Consignes:
1) Pour chacun des énoncés (a), (b) et (c), indiquez s'il concorde avec le texte sur la formation des moniales. Répondez par oui ou par non, en citant tels quels les mots du texte qui tranchent. (a) Les formatrices forment les moniales à leur propre image. (b) La fixation de la période couverte par les Constitutions est laissée à la sagesse de l'Église. (c) Parmi les habitudes liturgiques citées figure le choix du tempo.
2) D'après le texte sur la formation des moniales, pourquoi faut-il se référer constamment à la Règle et aux Constitutions ? Répondez en une à trois phrases, s'il vous plaît.
3) Poursuivez le texte sur la formation des moniales à partir de l'endroit où il s'arrête.

Texte de lecture:
# # # # # # #

Elles vont donc recevoir une formation; mais à quoi va-t-on les former? À la vie évangélique de l'Ordre, telle qu'elle a été proposée à l'Église par le charisme des fondateurs, et telle qu'elle se trouve proposée aujourd'hui par l'Église dans la Règle et les Constitutions. D'où l'importance d'une référence constante:
‑ à la Règle, lue et méditée comme texte inspirateur et régulateur;
‑ aux Constitutions, garantes du dynamisme et de la cohésion de l'Ordre et de chaque communauté, pour une période suffisamment large, dont la fixation est laissée à la sagesse de l'Église.
‑ aux saints et aux bienheureux, passés et récents, qui sont la trace authentique de l'Ordre dans l'histoire de l'Église de Jésus;
Les formatrices (et la communauté) ne manquent donc pas de critères objectifs; mais il restera toujours un travail de discernement personnalisé.
Par ailleurs, les formatrices (et la communauté) ne forment pas des moniales à leur image, mais à l'image du Christ, par le chemin de tel Ordre religieux Les maîtresses des novices se le redisent bien souvent, mais il est bon que les communautés s'en souviennent. Certes, chaque communauté a son visage, modelé par une histoire parfois longue et riche, et il y a un style pour chaque monastère, aisément perceptible par les jeunes qui y passent; mais la tentation existe de présenter aux jeunes comme la vie de l'Ordre ce qui n'est en fait qu'une habitude de tel monastère et une manière de faire nullement universelle.
Cela peut concerner:
‑ les habitudes de travail: le choix des outils ou des machines, l'organisation de la production;
‑ les habitudes domestiques, spécialement à la cuisine et au réfectoire;
‑ les habitudes liturgiques, en particulier le choix des pièces à exécuter ou du tempo adéquat;
- les moyens de formation doctrinale ou biblique, que les formatrices sont amenées à diversifier et à personnaliser toujours davantage.
Dans tous ces domaines et dans bien d'autres un pluralisme de bon aloi n'est que justice, et il est sain de faire droit, de manière équilibrée, à la nouvelle sensibilité des jeunes. Elles ont besoin d'une respiration, d'un espace pour le jeu de leur liberté et de leur créativité. L'essentiel est que leur liberté se mette de plus en plus au service de la solidarité avec le groupe de chrétiennes consacrées où elles vivront toute leur vie de femmes.

# # # # # # #

Extrait source:
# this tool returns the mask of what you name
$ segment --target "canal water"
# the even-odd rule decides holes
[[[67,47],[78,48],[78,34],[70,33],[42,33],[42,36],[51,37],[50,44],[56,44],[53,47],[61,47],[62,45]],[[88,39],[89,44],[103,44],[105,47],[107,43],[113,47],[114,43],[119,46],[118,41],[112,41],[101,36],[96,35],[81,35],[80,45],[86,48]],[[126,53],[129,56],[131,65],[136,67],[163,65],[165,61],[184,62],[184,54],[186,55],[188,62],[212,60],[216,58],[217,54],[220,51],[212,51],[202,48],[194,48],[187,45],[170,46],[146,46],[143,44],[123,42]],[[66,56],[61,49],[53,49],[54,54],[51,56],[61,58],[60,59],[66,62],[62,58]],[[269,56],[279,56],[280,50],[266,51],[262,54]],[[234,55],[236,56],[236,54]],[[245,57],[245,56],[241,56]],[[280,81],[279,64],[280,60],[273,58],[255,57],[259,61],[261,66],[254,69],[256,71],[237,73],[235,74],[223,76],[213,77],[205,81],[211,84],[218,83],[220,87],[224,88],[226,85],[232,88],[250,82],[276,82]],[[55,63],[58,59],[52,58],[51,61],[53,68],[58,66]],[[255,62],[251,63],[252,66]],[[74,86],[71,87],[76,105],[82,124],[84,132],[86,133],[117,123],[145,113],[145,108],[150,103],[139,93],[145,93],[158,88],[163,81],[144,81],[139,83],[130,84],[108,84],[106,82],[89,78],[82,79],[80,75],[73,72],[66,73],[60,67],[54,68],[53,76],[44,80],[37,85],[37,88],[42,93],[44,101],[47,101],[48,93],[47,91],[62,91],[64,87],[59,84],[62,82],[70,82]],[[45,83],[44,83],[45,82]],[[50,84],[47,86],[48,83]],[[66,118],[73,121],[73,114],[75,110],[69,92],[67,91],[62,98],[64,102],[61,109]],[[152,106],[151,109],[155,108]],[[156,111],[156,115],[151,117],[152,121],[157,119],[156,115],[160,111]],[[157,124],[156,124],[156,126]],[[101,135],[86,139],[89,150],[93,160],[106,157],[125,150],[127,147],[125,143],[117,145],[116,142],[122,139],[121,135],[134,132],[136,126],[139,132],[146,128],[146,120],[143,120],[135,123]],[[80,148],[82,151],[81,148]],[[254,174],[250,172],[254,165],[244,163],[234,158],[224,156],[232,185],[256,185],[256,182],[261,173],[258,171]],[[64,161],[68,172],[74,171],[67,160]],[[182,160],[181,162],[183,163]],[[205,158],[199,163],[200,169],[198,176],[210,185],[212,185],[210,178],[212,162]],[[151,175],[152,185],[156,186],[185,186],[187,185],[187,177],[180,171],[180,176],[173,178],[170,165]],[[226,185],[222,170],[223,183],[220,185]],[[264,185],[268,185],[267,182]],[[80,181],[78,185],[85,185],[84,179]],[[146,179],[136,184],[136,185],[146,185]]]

# # # # # # #

Réponses aux consignes:
1)
(a) Non : « ne forment pas des moniales à leur image, mais à l'image du Christ ».
(b) Oui : « dont la fixation est laissée à la sagesse de l'Église ».
(c) Oui : « en particulier le choix des pièces à exécuter ou du tempo adéquat ».

2) La formation prépare à la vie évangélique de l'Ordre, et l'Église la propose aujourd'hui dans la Règle et les Constitutions. La référence constante à ces textes en découle.

3)
Former qui ? Des personnes reconnues formables.
Ici la vigilance et la lucidité des communautés peuvent parfois être prises en défaut. Certes, la formation exige toujours une bonne progressivité: on ne peut pas faire tout comprendre en trois mois, on ne peut pas tout demander tout de suite; mais la communauté, au bout d'un temps raisonnable, est fondée à se demander si telle postulante est ou non formable, si telle novice est et se veut enseignable, si elle se fait, au long des mois, un cœur de disciple.
C'est un réflexe de prudence; cela devient vite un devoir de justice, envers la postulante comme envers la communauté, surtout lorsqu'il s'agit de personnes dont la vocation apparaît dès le départ comme problématique, à cause de l'âge, de handicaps sensoriels ou moteurs, de responsabilités longtemps assumées dans le monde avec autoritarisme ou en trop grande autonomie, ou encore à cause d'une évidente impréparation à la vie commune ou d'un passé caractériel.
La tentation peut venir, là où vainement l'on a attendu la relève, d'ouvrir la porte en fermant les yeux, ou de ne regarder que les grands désirs, la bonne volonté ou la gentillesse, parce qu'on a besoin de bras, de voix ou de soins. Il faut du courage, souvent, pour vouloir le vrai bien de la personne; or ce ne serait pas son bien que de la laisser s'engager pour toujours dans une voie où elle ne serait pas heureuse et rendrait malheureuses ses compagnes. Quand on s'aveugle, même involontairement, sur les handicaps réels d'une postulante, on ne bâtit ni son avenir, ni, à moyen terme, œlui de la communauté.
Former quand, et jusqu'à quand ?
Même si une moniale reste toute sa vie en progrès, en formation permanente, la formation première du postulat et du noviciat se fait durant un laps de temps prévu par le Droit canon et les Constitutions et ponctué d'actes symboliques (prise d'habit, professions) qui sont autant d'étapes pour l'initiation à la vie monastique.
La communauté est consultée au moment où une jeune est amenée à franchir des étapes. Et chaque sœur a le devoir alors de s'exprimer librement et sans passion, devant Dieu et devant l'Église, après avoir prié. Mais il est important de laisser aux formatrices l'initiative du franchissement des étapes. Il serait anormal que des sœurs de la communauté suggèrent à une jeune, sans aucun mandat, de demander à faire profession.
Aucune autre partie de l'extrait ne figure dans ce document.